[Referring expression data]
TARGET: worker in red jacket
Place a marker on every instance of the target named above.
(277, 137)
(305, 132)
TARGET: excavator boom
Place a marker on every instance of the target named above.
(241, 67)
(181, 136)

● **EXERCISE REQUIREMENTS**
Write the data out in full, matching every line exactly.

● **WRITTEN ANSWER**
TARGET: worker in red jacket
Place a marker on every instance of the target named above.
(277, 137)
(305, 132)
TARGET: excavator boom
Place a marker on every instance of the target named above.
(241, 67)
(181, 136)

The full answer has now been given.